WRITTEN REQUEST » Return the lines of the items below from the line containing "Guideline: one marker per instance of the rear taillight, placed" through the end of the items, reproducing each one word for word.

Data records
══════

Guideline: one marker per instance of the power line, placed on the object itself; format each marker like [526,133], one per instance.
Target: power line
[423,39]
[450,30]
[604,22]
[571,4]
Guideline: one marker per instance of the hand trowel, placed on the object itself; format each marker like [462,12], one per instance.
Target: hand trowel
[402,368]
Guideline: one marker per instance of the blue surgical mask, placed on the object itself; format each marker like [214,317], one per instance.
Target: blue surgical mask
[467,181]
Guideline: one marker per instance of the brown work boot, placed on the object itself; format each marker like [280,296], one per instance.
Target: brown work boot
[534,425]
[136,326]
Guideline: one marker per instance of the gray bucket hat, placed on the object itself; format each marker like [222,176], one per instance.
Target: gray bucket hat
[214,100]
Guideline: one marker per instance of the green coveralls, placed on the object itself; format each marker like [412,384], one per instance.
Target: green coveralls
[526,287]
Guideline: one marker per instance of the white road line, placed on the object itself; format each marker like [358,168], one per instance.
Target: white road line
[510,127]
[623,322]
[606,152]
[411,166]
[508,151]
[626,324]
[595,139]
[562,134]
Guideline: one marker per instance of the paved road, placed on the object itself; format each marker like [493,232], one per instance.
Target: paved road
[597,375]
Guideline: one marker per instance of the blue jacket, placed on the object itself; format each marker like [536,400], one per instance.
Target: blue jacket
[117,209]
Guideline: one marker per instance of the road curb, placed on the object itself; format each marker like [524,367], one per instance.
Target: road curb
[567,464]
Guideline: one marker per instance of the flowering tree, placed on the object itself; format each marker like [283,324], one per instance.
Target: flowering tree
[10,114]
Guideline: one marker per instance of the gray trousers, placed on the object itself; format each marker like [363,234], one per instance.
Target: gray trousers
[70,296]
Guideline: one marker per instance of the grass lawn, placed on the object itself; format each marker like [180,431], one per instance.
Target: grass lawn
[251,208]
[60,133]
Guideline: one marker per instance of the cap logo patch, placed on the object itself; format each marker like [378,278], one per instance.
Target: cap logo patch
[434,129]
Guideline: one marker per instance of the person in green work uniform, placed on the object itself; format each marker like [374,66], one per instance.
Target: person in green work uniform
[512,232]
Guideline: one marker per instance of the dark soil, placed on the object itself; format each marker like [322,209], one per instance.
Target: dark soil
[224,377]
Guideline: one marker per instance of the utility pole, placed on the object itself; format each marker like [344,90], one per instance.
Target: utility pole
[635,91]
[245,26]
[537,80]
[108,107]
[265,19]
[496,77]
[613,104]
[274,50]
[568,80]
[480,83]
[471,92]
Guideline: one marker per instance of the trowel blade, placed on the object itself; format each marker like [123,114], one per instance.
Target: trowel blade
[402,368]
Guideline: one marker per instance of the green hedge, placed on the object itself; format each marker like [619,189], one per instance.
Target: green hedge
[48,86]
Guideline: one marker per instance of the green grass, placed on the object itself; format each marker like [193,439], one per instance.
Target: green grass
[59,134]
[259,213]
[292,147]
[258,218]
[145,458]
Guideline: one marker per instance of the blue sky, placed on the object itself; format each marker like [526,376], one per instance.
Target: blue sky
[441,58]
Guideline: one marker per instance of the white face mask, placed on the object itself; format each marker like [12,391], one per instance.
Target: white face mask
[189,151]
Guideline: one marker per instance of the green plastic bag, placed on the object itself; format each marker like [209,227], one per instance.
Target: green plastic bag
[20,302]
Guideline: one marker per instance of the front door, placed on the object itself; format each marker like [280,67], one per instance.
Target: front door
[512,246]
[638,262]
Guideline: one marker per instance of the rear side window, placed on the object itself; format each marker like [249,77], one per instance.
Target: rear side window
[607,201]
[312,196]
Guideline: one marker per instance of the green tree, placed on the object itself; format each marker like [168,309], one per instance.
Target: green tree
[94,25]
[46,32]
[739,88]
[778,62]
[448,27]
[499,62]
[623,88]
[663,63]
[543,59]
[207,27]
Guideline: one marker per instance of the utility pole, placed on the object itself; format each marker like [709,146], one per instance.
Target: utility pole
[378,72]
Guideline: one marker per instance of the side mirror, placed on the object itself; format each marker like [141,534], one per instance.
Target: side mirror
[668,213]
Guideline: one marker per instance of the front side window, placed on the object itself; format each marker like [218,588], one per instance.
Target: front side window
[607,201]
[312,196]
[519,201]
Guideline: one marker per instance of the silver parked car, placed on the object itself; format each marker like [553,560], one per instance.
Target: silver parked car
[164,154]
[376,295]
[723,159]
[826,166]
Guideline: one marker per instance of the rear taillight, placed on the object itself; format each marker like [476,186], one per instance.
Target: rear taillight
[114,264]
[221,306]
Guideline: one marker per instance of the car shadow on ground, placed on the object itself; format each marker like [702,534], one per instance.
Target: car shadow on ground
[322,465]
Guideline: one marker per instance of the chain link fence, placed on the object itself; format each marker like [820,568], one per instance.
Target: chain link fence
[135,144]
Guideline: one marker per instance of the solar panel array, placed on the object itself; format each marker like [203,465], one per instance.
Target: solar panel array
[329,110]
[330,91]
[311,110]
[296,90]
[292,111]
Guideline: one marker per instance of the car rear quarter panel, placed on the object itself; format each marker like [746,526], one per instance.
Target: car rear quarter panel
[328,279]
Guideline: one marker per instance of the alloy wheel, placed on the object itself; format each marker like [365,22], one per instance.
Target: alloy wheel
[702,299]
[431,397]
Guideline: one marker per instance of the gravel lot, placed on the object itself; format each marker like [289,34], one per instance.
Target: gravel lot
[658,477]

══════

ANSWER BELOW »
Guideline: one marker per instance of the rear taillight, placed on the object itself; format each marker like [476,186], one per instance.
Target: rear taillight
[114,264]
[221,306]
Guideline: one marker per instance of the car shadow on ground, placed on the object itself; format each marker like [702,534], one per instance.
Target: car shadow on ground
[322,465]
Guideline: one marker per instance of the chain link fence, placed on the object itself; format each marker like [820,568], one per instance.
Target: chain link fence
[135,144]
Guideline: one marker per instance of the solar panel array, placed on the object itself; format each marker like [203,465], one per instance.
Target: solar panel array
[329,110]
[330,91]
[311,110]
[296,90]
[292,111]
Guideline: one marker per instance of the car rear quarter panel, placed on the object itself; format each marker like [746,526], one per instance.
Target: car rear quarter panel
[328,279]
Guideline: one marker per instance of the alloy wheel, placed on the object itself; format each marker like [365,22], one per instance.
Target: alloy wheel
[702,299]
[431,397]
Guideline: one marker per instance of the gravel lot, placed on the object itself; format each marker like [289,34], one per instance.
Target: gravel lot
[658,477]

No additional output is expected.